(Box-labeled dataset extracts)
━━━━━━━━━━━━━━━━━━━━

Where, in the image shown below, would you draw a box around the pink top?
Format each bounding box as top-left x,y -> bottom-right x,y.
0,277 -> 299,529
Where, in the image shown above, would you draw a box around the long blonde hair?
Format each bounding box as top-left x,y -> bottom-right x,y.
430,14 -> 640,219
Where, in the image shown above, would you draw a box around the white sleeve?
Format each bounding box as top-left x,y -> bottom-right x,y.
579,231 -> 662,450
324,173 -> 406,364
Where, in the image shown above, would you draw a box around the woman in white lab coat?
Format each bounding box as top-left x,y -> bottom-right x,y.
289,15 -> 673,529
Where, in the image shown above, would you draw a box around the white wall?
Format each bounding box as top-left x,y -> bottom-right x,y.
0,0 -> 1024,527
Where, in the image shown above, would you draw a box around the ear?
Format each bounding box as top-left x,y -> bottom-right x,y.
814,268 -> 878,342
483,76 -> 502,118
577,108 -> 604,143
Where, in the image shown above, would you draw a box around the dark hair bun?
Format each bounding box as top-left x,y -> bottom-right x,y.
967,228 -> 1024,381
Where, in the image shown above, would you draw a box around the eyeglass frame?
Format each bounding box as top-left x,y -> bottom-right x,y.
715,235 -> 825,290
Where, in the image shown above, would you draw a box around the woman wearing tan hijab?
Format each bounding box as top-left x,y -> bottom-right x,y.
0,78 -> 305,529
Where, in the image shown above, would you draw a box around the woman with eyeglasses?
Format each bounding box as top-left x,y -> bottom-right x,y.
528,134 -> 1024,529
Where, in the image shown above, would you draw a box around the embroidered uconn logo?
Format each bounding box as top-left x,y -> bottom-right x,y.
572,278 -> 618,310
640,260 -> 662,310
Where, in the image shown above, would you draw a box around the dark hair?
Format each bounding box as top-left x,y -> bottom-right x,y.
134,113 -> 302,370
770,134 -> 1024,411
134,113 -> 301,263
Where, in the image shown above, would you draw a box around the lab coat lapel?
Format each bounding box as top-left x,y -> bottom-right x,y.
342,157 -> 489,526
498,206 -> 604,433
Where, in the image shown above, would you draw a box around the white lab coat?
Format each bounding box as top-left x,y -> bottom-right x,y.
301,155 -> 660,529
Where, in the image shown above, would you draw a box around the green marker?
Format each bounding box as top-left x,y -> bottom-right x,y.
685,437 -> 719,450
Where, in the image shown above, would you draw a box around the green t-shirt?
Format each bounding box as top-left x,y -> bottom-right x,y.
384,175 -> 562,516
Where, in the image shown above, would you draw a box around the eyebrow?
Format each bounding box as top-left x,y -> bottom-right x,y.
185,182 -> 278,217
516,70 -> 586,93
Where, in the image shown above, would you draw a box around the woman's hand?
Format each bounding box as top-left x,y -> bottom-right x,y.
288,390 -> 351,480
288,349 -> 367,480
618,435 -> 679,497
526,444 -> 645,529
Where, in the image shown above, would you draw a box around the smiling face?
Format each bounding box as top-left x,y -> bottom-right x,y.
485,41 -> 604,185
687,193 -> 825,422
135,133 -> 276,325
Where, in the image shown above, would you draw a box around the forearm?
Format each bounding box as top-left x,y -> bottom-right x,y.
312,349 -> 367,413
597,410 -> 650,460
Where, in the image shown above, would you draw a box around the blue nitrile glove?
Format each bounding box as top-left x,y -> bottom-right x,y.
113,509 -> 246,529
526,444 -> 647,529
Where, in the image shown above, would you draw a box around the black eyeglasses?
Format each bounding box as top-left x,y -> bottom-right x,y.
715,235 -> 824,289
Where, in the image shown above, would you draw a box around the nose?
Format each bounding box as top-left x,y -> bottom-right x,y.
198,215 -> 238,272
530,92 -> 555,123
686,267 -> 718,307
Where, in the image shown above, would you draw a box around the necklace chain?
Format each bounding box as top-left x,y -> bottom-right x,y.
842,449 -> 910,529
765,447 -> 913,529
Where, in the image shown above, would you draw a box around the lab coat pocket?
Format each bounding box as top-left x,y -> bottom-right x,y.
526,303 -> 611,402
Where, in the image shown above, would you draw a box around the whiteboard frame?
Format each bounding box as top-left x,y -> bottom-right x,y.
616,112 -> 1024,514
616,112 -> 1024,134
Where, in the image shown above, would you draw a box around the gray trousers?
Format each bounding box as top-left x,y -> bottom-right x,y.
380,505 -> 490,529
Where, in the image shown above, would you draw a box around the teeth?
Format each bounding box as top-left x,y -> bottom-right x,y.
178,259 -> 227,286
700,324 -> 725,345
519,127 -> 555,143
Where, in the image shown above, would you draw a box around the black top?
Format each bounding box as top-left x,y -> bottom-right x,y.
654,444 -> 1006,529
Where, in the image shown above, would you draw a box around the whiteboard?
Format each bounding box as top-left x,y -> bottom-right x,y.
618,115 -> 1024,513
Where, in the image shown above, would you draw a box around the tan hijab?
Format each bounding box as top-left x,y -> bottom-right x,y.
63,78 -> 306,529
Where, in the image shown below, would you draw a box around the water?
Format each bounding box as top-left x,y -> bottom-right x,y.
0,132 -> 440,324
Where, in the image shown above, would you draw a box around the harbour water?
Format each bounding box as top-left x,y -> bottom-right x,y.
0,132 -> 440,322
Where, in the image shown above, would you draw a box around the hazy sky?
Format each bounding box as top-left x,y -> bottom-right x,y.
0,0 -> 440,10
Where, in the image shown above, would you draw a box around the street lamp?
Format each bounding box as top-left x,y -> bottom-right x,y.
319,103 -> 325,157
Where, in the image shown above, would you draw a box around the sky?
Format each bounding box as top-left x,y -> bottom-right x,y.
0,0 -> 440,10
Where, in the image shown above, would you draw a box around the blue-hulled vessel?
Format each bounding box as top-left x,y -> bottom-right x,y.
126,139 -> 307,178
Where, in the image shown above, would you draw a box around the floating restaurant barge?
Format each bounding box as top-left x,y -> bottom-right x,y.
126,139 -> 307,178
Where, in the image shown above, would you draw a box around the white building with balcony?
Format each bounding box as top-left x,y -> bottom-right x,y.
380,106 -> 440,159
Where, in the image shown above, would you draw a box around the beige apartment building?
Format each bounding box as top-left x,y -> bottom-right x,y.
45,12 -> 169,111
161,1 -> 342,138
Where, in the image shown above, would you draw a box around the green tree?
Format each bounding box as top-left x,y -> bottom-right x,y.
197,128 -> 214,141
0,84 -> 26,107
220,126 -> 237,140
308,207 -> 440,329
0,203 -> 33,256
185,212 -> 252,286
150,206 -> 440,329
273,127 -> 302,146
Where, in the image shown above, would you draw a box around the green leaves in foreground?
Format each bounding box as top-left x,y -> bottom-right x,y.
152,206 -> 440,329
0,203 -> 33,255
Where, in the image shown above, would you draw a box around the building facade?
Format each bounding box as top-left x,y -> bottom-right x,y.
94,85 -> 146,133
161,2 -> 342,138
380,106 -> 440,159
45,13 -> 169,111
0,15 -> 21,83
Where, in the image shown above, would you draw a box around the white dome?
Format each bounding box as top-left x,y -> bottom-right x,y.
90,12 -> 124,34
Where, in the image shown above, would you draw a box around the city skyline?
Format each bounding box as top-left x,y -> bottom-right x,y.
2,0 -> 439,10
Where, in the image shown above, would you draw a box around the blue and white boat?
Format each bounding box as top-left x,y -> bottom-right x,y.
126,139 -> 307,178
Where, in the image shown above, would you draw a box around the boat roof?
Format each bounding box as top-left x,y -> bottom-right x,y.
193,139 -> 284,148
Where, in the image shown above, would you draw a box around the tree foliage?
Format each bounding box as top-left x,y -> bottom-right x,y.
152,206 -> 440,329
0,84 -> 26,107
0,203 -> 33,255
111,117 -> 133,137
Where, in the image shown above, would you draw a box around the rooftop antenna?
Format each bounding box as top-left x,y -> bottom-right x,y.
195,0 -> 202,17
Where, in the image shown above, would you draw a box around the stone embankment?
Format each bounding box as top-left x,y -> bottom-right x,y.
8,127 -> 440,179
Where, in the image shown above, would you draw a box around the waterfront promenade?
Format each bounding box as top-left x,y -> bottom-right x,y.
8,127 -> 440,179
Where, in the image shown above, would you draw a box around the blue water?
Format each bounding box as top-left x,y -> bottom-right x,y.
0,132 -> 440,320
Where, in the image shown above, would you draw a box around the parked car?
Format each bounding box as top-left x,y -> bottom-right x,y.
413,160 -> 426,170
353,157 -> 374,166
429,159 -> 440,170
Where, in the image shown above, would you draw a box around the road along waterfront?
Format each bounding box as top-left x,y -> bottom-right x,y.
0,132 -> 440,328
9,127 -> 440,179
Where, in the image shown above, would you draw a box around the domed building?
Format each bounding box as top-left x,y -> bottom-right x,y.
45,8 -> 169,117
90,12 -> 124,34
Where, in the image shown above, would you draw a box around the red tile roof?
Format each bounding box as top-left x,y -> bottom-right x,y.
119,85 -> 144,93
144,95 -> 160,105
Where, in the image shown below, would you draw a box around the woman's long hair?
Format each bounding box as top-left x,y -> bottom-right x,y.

━━━━━━━━━━━━━━━━━━━━

**WHAT IS ASKED**
Can you write out, word for word, the lines of the material that begin with the line containing "the whiteboard frame?" and run through the line containing "380,505 -> 490,529", including both of those lines?

**WRITTEN SOLUTION**
Where, in the image shown above, would you draw a box around the whiteboard frame?
Format each bounding box as top-left x,y -> bottom-right x,y.
616,112 -> 1024,514
616,112 -> 1024,134
Where, in the image shown above, would you draw a box around the gray trousers?
Format each bounding box as top-left x,y -> bottom-right x,y.
380,505 -> 490,529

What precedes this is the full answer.